### Given text:
┌────────
An illustration is given below for four species. On the left, we have a distance matrix describing the dissimilarity between species, and on the right, we have a corresponding evolutionary tree, or phylogeny.

fig 1

We have added weights to the edges in the tree so that when we sum the weights on the path between two species, we get their distance, e.g., the distance between the monkey and the elephant is 8+195+200+33=436.

In the above example, there is an exact match between the distances in the matrix and the distances in the tree, and in such cases, it is easy for a computer to construct the evolutionary tree matching a given distance matrix. This has been known since 1977.

However, reality is not perfect. Measured distances may have noise and evolution is not quite so simple, and typically there will be no evolutionary tree matching a given measured distance matrix, e.g., if the distance between the monkey and the elephant was measured as 450 and the other distances were the same, then our current evolutionary tree would still offer the best approximation, even though it makes an error of |450-436|=14 on one of the distances.
└────────
### Exercise requirements:
[a] List the edge weights that the phylogeny passage adds up to get the distance between the monkey and the elephant.
[b] According to the phylogeny passage, since what year has it been known that a computer can easily build an evolutionary tree that exactly matches a given distance matrix?
[c] Continue the passage on evolutionary trees and distance matrices, starting right after its final sentence.

### Raw records:
┌────────
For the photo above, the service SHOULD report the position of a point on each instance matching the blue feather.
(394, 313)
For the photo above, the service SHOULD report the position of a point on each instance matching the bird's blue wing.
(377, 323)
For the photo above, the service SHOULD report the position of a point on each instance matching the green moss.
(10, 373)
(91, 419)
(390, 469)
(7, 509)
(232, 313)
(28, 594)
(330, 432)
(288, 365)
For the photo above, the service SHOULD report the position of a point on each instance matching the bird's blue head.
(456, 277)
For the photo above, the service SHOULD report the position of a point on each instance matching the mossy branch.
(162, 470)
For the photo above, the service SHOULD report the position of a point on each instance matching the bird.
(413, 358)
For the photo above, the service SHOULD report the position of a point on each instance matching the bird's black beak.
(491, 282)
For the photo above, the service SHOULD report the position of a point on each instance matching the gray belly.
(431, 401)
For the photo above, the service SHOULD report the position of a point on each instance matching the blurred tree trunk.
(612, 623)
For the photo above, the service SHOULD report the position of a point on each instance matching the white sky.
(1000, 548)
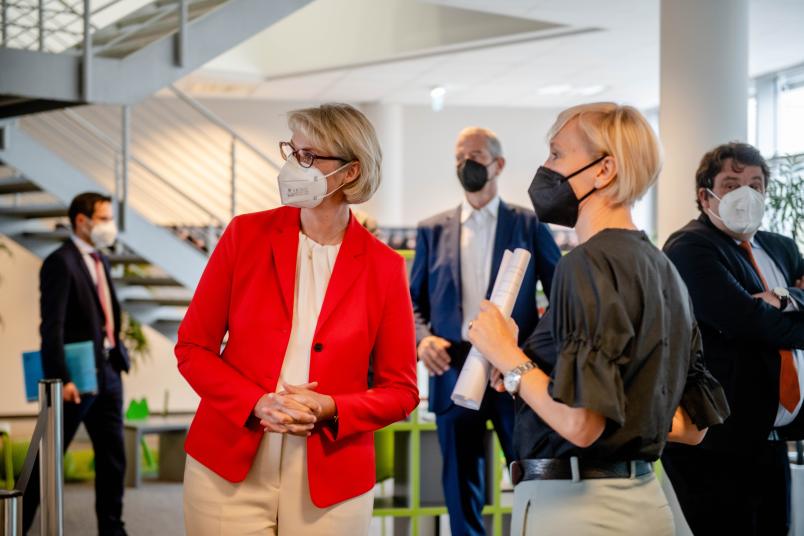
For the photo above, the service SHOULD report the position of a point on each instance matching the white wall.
(19, 308)
(427, 148)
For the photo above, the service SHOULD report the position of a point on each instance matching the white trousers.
(273, 499)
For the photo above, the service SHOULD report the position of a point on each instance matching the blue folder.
(80, 358)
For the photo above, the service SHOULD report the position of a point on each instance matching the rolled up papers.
(474, 376)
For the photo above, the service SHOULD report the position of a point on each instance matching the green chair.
(8, 455)
(138, 410)
(384, 454)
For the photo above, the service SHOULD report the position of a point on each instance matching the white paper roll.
(474, 376)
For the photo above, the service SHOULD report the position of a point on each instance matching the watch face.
(511, 382)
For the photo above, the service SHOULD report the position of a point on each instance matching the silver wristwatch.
(513, 378)
(783, 295)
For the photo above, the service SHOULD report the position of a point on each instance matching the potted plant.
(786, 196)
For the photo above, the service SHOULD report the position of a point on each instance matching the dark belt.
(561, 469)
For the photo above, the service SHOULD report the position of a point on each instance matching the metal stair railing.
(186, 167)
(65, 27)
(47, 444)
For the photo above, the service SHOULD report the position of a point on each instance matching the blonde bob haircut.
(623, 133)
(343, 131)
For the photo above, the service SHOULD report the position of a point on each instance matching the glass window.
(790, 121)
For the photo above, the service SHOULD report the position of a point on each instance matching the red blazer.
(247, 289)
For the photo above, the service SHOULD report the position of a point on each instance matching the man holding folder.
(78, 303)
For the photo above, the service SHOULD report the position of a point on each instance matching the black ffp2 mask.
(473, 175)
(553, 198)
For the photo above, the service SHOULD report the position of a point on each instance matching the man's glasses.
(304, 157)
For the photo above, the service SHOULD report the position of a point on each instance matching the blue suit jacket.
(435, 280)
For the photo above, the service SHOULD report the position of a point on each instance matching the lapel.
(452, 244)
(502, 237)
(284, 248)
(349, 264)
(776, 252)
(78, 258)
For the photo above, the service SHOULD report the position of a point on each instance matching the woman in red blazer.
(311, 303)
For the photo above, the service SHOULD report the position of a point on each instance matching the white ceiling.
(615, 57)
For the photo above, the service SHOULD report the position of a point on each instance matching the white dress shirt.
(314, 264)
(86, 253)
(478, 228)
(775, 279)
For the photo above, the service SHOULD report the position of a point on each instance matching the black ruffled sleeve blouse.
(619, 338)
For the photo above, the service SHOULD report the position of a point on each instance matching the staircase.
(55, 54)
(173, 193)
(175, 201)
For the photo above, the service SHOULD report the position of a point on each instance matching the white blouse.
(314, 264)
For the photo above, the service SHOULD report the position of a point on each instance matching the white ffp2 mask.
(103, 234)
(741, 210)
(303, 187)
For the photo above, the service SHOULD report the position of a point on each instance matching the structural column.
(386, 205)
(703, 95)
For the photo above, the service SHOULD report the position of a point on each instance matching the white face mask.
(103, 234)
(741, 210)
(304, 187)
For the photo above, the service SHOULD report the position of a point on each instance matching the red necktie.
(101, 287)
(789, 391)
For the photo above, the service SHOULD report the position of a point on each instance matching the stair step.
(30, 212)
(127, 258)
(145, 281)
(156, 300)
(57, 235)
(142, 16)
(17, 185)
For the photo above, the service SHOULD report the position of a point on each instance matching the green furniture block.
(414, 449)
(8, 459)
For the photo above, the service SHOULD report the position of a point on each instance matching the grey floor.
(153, 509)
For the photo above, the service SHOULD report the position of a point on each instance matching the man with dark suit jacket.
(78, 303)
(458, 254)
(746, 287)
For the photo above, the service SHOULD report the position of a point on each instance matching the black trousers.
(102, 415)
(729, 493)
(461, 433)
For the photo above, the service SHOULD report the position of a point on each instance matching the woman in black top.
(614, 370)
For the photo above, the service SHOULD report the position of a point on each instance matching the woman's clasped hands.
(294, 410)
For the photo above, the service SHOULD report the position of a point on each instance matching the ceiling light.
(559, 89)
(437, 98)
(588, 91)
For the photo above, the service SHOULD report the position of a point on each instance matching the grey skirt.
(605, 506)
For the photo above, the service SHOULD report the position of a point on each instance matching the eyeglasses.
(304, 157)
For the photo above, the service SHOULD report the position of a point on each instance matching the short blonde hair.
(492, 142)
(342, 130)
(623, 133)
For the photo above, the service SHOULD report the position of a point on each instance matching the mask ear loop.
(332, 173)
(709, 210)
(587, 166)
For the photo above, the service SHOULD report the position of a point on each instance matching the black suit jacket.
(741, 334)
(71, 312)
(435, 281)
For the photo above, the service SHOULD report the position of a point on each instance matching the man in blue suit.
(458, 254)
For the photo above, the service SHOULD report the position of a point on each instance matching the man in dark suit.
(78, 303)
(458, 254)
(746, 287)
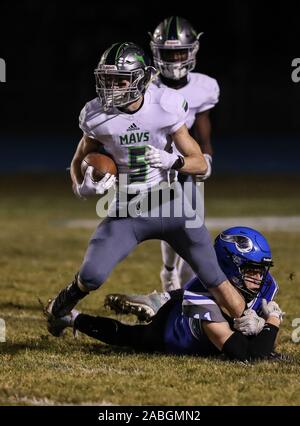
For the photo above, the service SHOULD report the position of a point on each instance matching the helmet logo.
(108, 67)
(242, 243)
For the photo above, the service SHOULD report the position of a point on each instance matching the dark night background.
(51, 49)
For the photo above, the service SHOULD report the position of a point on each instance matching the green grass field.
(39, 256)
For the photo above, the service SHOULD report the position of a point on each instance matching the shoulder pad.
(201, 306)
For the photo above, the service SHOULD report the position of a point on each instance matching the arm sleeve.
(83, 123)
(183, 111)
(241, 348)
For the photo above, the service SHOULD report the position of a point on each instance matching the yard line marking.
(266, 223)
(46, 401)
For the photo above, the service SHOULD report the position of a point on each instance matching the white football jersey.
(125, 135)
(201, 92)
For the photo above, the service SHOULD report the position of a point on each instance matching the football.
(102, 164)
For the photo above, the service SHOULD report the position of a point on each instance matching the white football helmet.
(174, 45)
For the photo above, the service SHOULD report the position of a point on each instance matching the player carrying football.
(127, 105)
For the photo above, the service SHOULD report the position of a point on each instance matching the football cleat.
(67, 299)
(144, 307)
(57, 325)
(169, 279)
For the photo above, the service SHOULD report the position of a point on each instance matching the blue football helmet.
(240, 250)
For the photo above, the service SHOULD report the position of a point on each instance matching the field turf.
(39, 256)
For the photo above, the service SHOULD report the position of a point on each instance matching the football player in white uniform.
(174, 45)
(135, 123)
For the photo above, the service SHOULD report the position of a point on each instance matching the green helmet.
(122, 75)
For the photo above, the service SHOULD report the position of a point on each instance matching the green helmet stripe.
(110, 54)
(177, 27)
(118, 51)
(168, 27)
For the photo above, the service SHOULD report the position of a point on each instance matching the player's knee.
(91, 276)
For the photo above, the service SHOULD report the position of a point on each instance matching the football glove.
(249, 324)
(201, 178)
(271, 309)
(89, 187)
(159, 158)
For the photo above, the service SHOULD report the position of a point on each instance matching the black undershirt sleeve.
(242, 348)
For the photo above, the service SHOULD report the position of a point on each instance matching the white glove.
(89, 187)
(160, 159)
(271, 309)
(249, 324)
(201, 178)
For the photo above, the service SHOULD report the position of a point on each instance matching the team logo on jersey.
(133, 127)
(132, 138)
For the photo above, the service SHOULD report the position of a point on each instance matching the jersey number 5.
(137, 164)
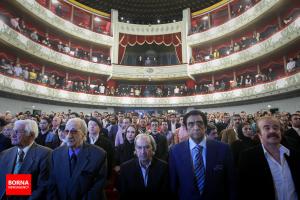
└────────
### Outputs for the tasks:
[a] 8, 195, 200, 33

[b] 1977

[c]
We now have to explain what we mean by a best match between a distance matrix and an evolutionary tree when there is no perfect tree. A classic measure is the total error, that is, the sum of errors over all pairs of species. The evolutionary tree minimizing the total error relative to a measured distance matrix is then seen as a best guess for the underlying evolutionary tree. Finding such a tree is a very challenging problem when there is no exact match. In Science this is an instance of the Numerical Taxonomy Problem, which has a rich literature. There are many methods producing an evolutionary tree from a distance matrix, but typically, we have no idea if any of them are even close to the best possible.

Let us try to appreciate the difference between a good and a best match. Think of trying to get to the highest point on planet earth with no global understanding of where it is; namely, the top of Mount Everest. A simple idea is that a bunch of climbers each go to a random place and then, locally, climb as high as possible. Surely some of them must get very high, but if none of them start at the Tibetan plateau, then none of them will get close to the highest point. Indeed, this illustrates the issue with many best-effort heuristics.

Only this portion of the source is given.